+++ The data +++

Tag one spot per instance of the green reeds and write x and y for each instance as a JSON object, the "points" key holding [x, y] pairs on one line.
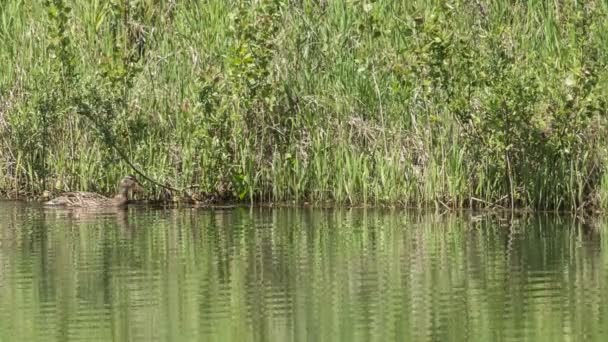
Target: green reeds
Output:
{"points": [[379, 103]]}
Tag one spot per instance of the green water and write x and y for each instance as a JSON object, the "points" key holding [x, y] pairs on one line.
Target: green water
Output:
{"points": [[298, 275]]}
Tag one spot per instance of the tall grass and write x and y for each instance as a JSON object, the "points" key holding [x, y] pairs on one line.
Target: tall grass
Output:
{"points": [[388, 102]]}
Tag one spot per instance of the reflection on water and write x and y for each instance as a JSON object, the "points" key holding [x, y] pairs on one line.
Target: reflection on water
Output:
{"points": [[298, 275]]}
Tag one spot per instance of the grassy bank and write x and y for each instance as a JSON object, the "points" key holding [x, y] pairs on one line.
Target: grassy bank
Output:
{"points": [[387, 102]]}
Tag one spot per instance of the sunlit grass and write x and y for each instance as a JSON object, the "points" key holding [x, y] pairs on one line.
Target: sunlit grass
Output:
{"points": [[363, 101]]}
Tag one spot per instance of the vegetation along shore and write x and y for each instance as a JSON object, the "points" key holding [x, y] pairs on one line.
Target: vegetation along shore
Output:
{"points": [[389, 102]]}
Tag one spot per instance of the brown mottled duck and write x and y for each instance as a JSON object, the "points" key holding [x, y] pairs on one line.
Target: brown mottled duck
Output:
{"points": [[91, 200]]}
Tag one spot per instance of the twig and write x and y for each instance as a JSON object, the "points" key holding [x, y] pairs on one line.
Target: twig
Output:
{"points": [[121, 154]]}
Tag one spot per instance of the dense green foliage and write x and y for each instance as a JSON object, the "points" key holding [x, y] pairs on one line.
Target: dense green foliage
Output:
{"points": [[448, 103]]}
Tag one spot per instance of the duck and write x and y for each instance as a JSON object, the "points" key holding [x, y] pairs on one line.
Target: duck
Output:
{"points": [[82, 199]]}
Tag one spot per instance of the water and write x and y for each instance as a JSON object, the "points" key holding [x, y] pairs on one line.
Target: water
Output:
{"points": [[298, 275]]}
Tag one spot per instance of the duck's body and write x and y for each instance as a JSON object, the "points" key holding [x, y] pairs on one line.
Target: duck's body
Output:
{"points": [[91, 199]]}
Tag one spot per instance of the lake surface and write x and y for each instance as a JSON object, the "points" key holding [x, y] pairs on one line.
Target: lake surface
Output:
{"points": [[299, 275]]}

+++
+++ The data +++

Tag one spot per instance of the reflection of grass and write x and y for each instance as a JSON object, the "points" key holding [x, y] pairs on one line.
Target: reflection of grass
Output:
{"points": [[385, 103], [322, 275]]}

+++
+++ The data +++

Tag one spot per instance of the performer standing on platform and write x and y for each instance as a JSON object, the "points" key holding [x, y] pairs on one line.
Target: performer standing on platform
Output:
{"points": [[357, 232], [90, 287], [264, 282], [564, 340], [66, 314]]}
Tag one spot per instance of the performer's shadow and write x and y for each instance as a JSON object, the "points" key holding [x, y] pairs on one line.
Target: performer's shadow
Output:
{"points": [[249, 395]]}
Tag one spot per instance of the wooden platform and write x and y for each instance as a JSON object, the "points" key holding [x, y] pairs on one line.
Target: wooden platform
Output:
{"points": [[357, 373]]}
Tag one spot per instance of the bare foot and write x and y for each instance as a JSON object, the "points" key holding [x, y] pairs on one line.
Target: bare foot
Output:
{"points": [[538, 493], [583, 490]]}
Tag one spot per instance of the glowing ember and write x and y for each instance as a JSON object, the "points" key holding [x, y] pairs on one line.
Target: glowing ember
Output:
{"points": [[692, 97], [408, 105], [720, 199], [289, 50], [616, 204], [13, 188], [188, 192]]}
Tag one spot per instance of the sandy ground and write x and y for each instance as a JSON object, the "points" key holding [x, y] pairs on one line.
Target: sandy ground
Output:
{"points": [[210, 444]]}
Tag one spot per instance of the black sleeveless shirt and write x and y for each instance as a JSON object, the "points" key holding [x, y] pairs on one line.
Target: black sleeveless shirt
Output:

+++

> [Task directions]
Pull out every line in the items above that contains the word "dense", matching its case exactly.

> [Task output]
Tag one spot per instance of the dense green foliage and write x and y for each instance as a JSON object, the "points" key holding [x, y] pairs on one line.
Target: dense green foliage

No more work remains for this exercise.